Reproduce the lines verbatim, starting with the line containing "-- sample [797,718]." and continuing through the line containing "Target: white cloud".

Input records –
○ ○ ○ ○ ○ ○ ○

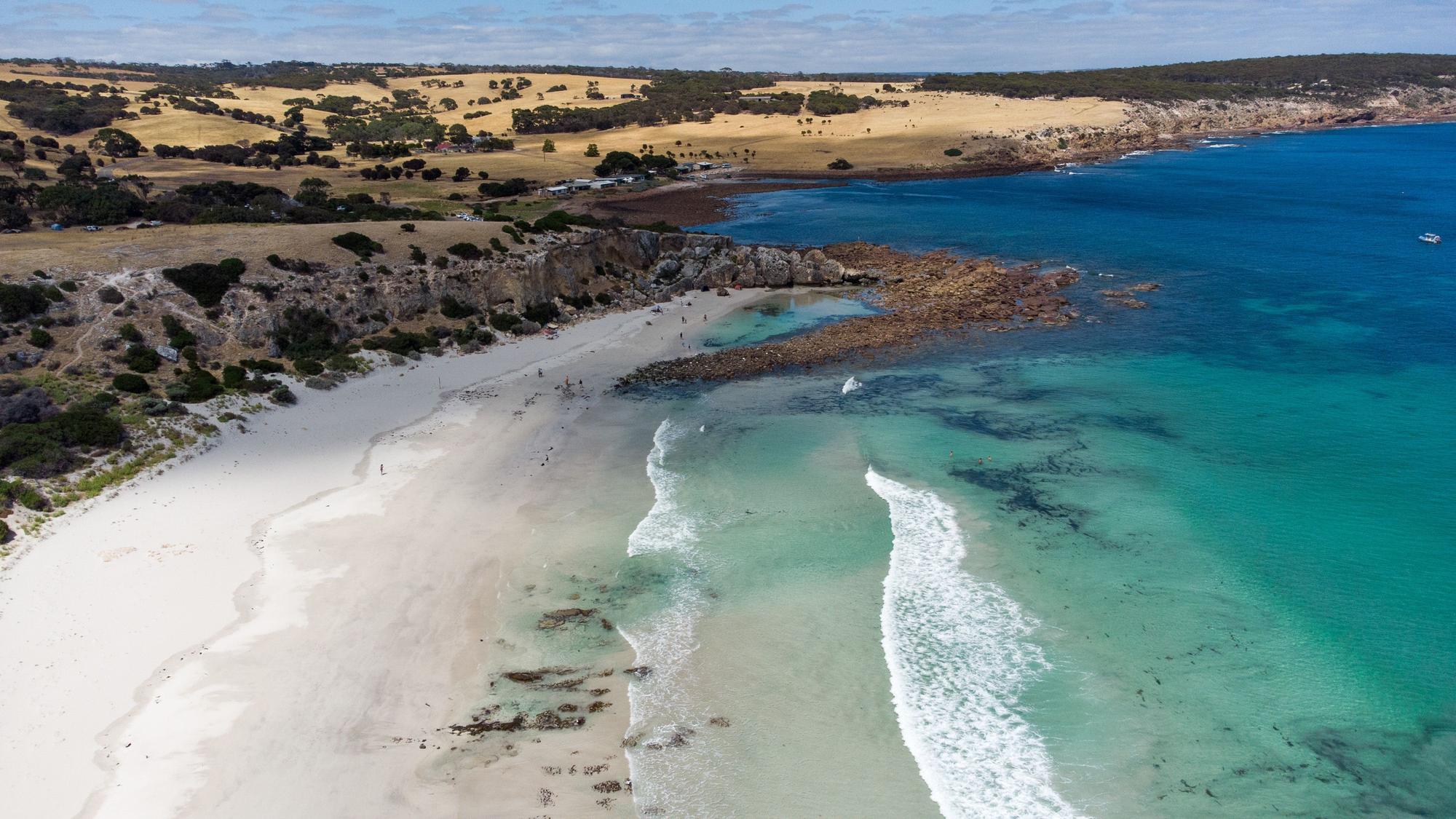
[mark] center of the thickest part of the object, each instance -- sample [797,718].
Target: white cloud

○ ○ ○ ○ ○ ○ ○

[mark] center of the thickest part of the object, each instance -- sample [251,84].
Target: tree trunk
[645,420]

○ ○ ○ ○ ○ ○ ○

Task solution –
[mark] center of the thickest part of the object, each instance -- sample [797,718].
Target: white cloud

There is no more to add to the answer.